Brief:
Leaving out only the pictures, write out all the entries exactly.

Supplied records:
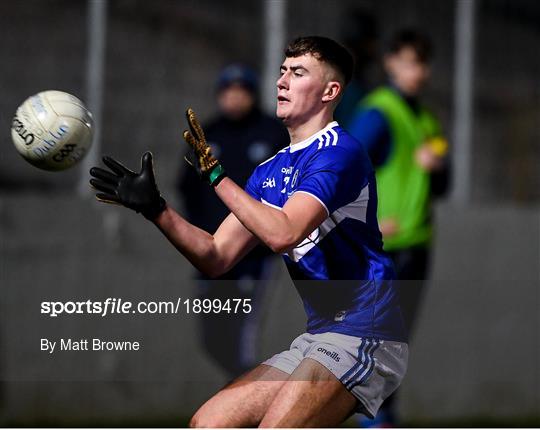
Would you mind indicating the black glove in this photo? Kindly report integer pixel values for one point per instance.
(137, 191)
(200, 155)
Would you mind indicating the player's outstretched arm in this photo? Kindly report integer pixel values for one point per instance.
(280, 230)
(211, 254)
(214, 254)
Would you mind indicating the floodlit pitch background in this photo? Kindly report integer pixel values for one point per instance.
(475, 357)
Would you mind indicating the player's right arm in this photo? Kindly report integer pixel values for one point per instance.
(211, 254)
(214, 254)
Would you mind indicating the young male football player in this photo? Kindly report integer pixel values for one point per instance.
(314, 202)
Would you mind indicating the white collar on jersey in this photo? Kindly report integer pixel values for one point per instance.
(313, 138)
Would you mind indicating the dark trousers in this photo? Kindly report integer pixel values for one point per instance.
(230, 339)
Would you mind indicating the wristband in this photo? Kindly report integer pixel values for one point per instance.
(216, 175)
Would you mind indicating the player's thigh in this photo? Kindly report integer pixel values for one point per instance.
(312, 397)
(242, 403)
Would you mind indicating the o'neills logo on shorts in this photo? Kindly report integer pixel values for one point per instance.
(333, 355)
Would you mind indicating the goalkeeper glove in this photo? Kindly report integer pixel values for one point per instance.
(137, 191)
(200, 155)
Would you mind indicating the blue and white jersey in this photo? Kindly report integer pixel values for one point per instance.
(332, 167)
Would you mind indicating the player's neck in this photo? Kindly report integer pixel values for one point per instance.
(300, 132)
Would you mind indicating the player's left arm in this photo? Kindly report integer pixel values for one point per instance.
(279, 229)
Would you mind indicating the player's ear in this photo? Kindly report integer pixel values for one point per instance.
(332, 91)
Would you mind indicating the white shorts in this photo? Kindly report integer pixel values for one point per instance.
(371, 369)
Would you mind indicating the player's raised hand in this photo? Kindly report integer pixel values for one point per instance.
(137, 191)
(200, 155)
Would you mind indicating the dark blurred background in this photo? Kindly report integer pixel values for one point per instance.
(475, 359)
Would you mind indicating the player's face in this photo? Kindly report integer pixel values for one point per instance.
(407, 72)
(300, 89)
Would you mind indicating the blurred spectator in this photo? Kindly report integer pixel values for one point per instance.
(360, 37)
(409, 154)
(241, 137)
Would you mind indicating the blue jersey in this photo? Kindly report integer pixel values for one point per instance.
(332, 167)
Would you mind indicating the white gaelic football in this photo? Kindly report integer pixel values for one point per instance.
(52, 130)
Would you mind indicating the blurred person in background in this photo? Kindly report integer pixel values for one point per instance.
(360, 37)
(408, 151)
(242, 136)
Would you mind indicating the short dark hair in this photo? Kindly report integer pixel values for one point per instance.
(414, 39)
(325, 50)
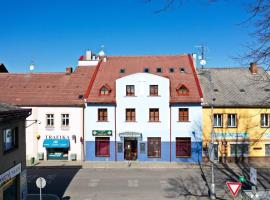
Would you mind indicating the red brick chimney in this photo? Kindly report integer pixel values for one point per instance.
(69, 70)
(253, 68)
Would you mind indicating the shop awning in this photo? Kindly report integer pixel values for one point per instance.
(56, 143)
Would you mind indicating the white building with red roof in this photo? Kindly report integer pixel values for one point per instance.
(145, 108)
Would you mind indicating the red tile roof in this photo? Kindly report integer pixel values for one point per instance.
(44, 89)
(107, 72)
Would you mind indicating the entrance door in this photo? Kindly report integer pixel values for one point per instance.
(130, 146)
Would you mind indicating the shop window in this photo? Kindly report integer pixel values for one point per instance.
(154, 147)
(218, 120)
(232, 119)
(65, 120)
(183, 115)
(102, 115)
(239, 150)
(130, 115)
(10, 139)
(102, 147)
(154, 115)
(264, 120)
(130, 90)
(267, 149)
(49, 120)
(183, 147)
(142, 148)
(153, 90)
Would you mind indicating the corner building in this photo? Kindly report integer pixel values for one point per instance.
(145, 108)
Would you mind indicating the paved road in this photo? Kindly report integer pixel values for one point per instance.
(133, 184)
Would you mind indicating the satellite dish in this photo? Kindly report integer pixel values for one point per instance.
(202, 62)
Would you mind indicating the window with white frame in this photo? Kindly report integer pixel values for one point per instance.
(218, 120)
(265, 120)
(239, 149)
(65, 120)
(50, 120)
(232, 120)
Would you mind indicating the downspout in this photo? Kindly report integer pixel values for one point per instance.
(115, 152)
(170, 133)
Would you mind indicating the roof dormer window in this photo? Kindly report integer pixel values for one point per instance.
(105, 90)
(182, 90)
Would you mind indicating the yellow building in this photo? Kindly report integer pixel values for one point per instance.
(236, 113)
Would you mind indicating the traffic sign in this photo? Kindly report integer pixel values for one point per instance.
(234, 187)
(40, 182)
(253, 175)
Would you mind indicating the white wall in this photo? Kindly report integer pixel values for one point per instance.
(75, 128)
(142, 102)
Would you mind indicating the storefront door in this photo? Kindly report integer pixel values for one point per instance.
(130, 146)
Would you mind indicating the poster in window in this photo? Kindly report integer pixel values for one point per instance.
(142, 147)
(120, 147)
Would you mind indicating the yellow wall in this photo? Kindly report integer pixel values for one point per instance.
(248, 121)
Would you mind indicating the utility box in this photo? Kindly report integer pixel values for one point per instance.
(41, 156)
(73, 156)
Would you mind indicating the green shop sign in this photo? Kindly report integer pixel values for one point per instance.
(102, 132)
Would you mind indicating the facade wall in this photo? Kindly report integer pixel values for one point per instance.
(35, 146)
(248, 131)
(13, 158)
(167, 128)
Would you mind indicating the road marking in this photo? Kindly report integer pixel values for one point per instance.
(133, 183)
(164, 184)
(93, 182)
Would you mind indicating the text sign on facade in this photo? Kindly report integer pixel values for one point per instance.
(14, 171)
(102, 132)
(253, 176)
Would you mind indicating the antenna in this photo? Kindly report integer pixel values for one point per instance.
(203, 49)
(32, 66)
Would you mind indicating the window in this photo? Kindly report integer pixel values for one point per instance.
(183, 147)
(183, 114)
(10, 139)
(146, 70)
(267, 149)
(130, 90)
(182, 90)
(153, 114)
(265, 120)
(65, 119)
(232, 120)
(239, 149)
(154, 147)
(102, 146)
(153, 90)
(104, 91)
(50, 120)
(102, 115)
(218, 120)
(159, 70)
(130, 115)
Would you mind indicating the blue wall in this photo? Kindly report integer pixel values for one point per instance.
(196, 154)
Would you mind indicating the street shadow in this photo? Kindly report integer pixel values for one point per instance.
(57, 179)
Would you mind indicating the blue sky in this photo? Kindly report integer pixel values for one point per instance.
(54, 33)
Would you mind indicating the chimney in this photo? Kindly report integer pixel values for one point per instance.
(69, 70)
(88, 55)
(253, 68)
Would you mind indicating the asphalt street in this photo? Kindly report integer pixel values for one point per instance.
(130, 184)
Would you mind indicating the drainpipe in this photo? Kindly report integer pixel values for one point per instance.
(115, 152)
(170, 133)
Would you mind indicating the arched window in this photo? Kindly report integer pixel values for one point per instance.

Task answer:
Would you mind indicating the black glove in this photo? Kindly report integer pixel values for one point per instance.
(137, 191)
(200, 155)
Would you mind indicating the player's outstretched arm in this photo? Kindly report integer pixel values for one point per instance.
(280, 230)
(211, 254)
(214, 254)
Would you mind indicating the floodlit pitch background in this photo? Kindly report integer pixel values for one point per instance.
(475, 357)
Would you mind indicating the player's right arm in this photo? Kindly report integer pixel values for one point per instance.
(211, 254)
(214, 254)
Would you mind indicating the young male football player in this photo? Kindly report integer pixel values for one point per instance.
(314, 202)
Would you mind indicating the white collar on jersey in this photo? Kindly report integer pixel values for one point per instance.
(313, 138)
Would you mind indicating the dark trousers in this photo? Kindly report integer pixel values for one point per instance.
(230, 339)
Would you mind indicating the wristband in this photo? Kindly report integer pixel values for one point per instance.
(216, 175)
Would you mind indicating the player's thigh in this photo? Kindly report integer pixel values for one point per instance.
(312, 397)
(242, 403)
Would you mind indicating the o'neills logo on shorts in this photo? Kindly report integer pixel values for one point per instance.
(333, 355)
Would you mind indicating the goalkeeper glove in this photo? Kindly report integer pixel values for one point per instance.
(137, 191)
(200, 155)
Would you mind indicating the blue and white jersey in this photo? Kindly report integer pixel values for one point per instance.
(332, 167)
Would you mind indicating the player's neck in this photo? Kindly report integer pixel values for one point per instance.
(300, 132)
Would you mind indicating the player's left arm in this photo? Kindly report integer pixel values for one point per instance.
(279, 229)
Would you mind indicating the player's ear in this photo? Kindly report integer pixel values for one point per instance.
(332, 91)
Would you mind indicating the white shorts in this photo? Kindly report integer pixel values for one point per instance.
(371, 369)
Would you mind indicating the player's raised hand in this photo? Kindly report integer pixel values for one point per instance.
(137, 191)
(200, 155)
Would you mind indicating the dark blurred background in this photo? Kindly report integer pixel values for one point per instance.
(475, 359)
Would you mind indicating the player's face in this photo? Kindly report integer pixel values for one point per instance.
(407, 72)
(300, 89)
Would you mind indicating the blurred spectator in this photo? Kindly report integer pixel values for one point per instance.
(360, 37)
(409, 154)
(241, 137)
Would you mind indicating the blue jersey in this photo? Kindly report integer pixel values for one point per instance.
(332, 167)
Would you mind indicating the white gaelic football in this photo? Kindly report integer pixel values for one point per instance.
(52, 130)
Would you mind indicating the blurred person in background in this photo? Kindly report integer pixel values for one point per instance.
(360, 37)
(408, 151)
(242, 136)
Would you mind indicating the short dark hair in this photo? Kindly report integer pixel values for one point per instance.
(414, 39)
(325, 50)
Would you mind indicating the red brick chimney in this photo? Kindly report integer pixel values for one point per instance.
(69, 70)
(253, 68)
Would you mind indicating the shop awning in this photo? Kindly report integer pixel values for one point per instance.
(56, 143)
Would you mind indicating the white building with red roof in this photo? Kindly report integer pixel values for one point per instance.
(145, 108)
Would you mind indicating the red tile roof in this photo? Kindly report integer pixel values for one point per instance.
(44, 89)
(107, 72)
Would you mind indicating the entrance door in this photo? Kindly report integer pixel values for one point per instance.
(130, 146)
Would you mind indicating the shop window in this photo? Kindly report integer pixel values for one point per instance.
(154, 147)
(218, 120)
(232, 119)
(65, 120)
(183, 115)
(102, 115)
(239, 150)
(130, 115)
(10, 139)
(102, 147)
(154, 115)
(264, 120)
(130, 90)
(267, 149)
(49, 120)
(183, 147)
(142, 148)
(153, 90)
Would you mind indicating the corner building in this photo? Kindly report integer pixel values for one point per instance.
(145, 108)
Would you mind indicating the paved road in this photo? Kindly report integer pixel values for one point per instance.
(133, 184)
Would you mind indicating the satellite dish in this photo? Kindly report integer pixel values for one point per instance.
(202, 62)
Would you mind indicating the window with white frame in this photo? Kindly report integer pixel values for one point per instance.
(218, 120)
(265, 120)
(239, 149)
(65, 120)
(50, 120)
(232, 120)
Would you mind indicating the downspout in this photo? Kindly report integer pixel values for one point per instance.
(115, 152)
(170, 133)
Would you mind indicating the roof dormer window in this photo? Kindly report integer pixel values for one point per instance.
(105, 90)
(182, 90)
Would you mind indicating the yellow building in this photo? Kindly report integer pixel values for one point per instance.
(236, 113)
Would you mind indicating the traffic sign in this photo? Kindly report integer pixel values for one point per instance.
(234, 187)
(40, 182)
(253, 175)
Would you mind indicating the white wall in this photo? Kindly report integer pixel values for one point per instance.
(75, 128)
(142, 102)
Would you mind indicating the storefront door in this photo? Kindly report integer pixel values for one point per instance.
(130, 146)
Would you mind indicating the poster in window in this photo? Kindly report integer pixel values for one point per instance.
(142, 147)
(120, 147)
Would you mind indicating the yellow wall in this photo? Kindly report integer pixel values for one point per instance.
(248, 121)
Would you mind indicating the utility box in this photo? Kindly report integer pixel values for one point per instance.
(41, 156)
(73, 156)
Would you mind indicating the green shop sign in this photo? Kindly report integer pixel values for one point per instance.
(102, 132)
Would you mind indicating the facade wall in this photo? Kindly report integer pixel values for one point per instance.
(35, 146)
(248, 131)
(13, 158)
(167, 128)
Would you mind indicating the road marking in this photo? Kindly report integer pixel values for one point per instance.
(133, 183)
(164, 184)
(93, 182)
Would you mind indicating the text sign on facade in this photo? Kindly report integer pixel values for one point per instance.
(14, 171)
(102, 132)
(253, 176)
Would you mind indicating the antenna in this photo? Kindly report integer pixel values for one point per instance.
(203, 49)
(32, 66)
Would you mind indicating the window in this photo? Kindly report integer pixel values for one point per instance.
(183, 147)
(183, 114)
(10, 139)
(146, 70)
(267, 149)
(130, 90)
(182, 90)
(153, 114)
(265, 120)
(65, 119)
(232, 120)
(239, 149)
(154, 147)
(102, 146)
(153, 90)
(104, 91)
(50, 120)
(102, 115)
(218, 120)
(159, 70)
(130, 115)
Would you mind indicating the blue wall in this photo? Kindly report integer pixel values for one point per instance.
(196, 154)
Would you mind indicating the street shadow in this photo? Kindly report integer pixel values for one point per instance.
(57, 179)
Would you mind indicating the blue sky in this photo? Kindly report integer pixel values for one point per instance.
(54, 33)
Would you mind indicating the chimney in this photo? Kindly report integer pixel values for one point per instance.
(69, 70)
(88, 55)
(253, 68)
Would you mind indicating the asphalt street in this photo? Kindly report integer pixel values for one point per instance.
(130, 184)
Would you mind indicating the drainpipe in this photo? Kindly report integer pixel values for one point per instance.
(115, 152)
(170, 133)
Would you mind indicating the arched window in this photo? Kindly report integer pixel values for one point per instance.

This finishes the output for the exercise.